DAFTAR TUGAS =
[1] Dalam bagian dokumen tentang pendidikan multikultural, bagaimana Muhaemin el Ma’haddi mendefinisikan pendidikan multikultural?
[2] Teruskan tulisan tentang pendidikan multikultural, mulai setelah kalimat terakhirnya.

Uji Coba Produk Penelitian Pengembangan Modal Sosial bagi Pendidikan Multikultural

Pendidikan multikultural hingga saat ini belum dapat didefinisikan secara baku. Namun, ada beberapa pendapat para ahli mengenai pendidikan multikultural. Salah satunya Muhaemin el Ma’haddi yang berpendapat bahwa pendidikan multikultural dapat didefinisikan sebagai pendidikan keragaman kebudayaan dalam merespon perubahan demografis dan kultural lingkungan masyarakat tertentu atau bahkan dunia secara keseluruhan.

DATA TERSIMPAN =
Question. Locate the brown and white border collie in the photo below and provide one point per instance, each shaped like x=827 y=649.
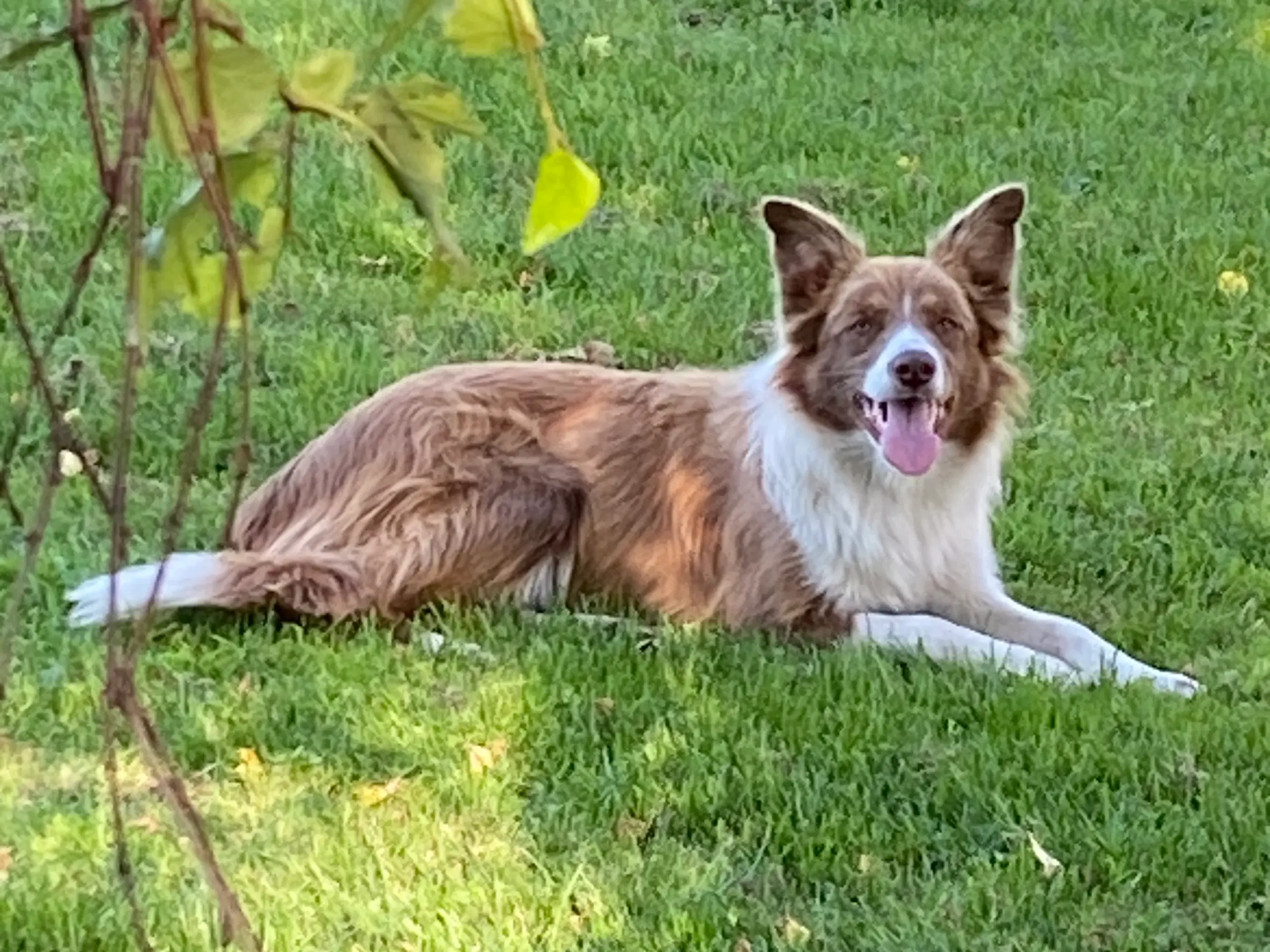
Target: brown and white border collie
x=840 y=489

JAWABAN YANG DIHARAPKAN =
[1] Sebagai pendidikan keragaman kebudayaan dalam merespon perubahan demografis dan kultural lingkungan masyarakat tertentu atau bahkan dunia secara keseluruhan.

[2]
Adapun Paulo Freire seorang pakar pendidikan pembebasan mendefinisikan bahwa pendidikan bukan merupakan “menara gading” yang berusaha menjauhi realitas sosial dan budaya. Melainkan pendidikan itu harus mampu menciptakan tatanan masyarakat yang terdidik dan berpendidikan, bukan sebuah masyarakat yang hanya mengagungkan suatu kelas sosial sebagai akibat dari kekayaan dan kemakmuran yang diperolehnya.

Pendidikan multikultural merupakan respons terhadap perkembangan keragaman populasi sekolah, sebagaimana tuntutan persamaan hak bagi setiap kelompok. Hal ini dapat diartikan bahwa pendidikan multikultural adalah pendidikan yang mencakup seluruh siswa tanpa membedakan kelompok-kelompoknya, seperti gender, etnis, ras, budaya, strata sosial, dan agama.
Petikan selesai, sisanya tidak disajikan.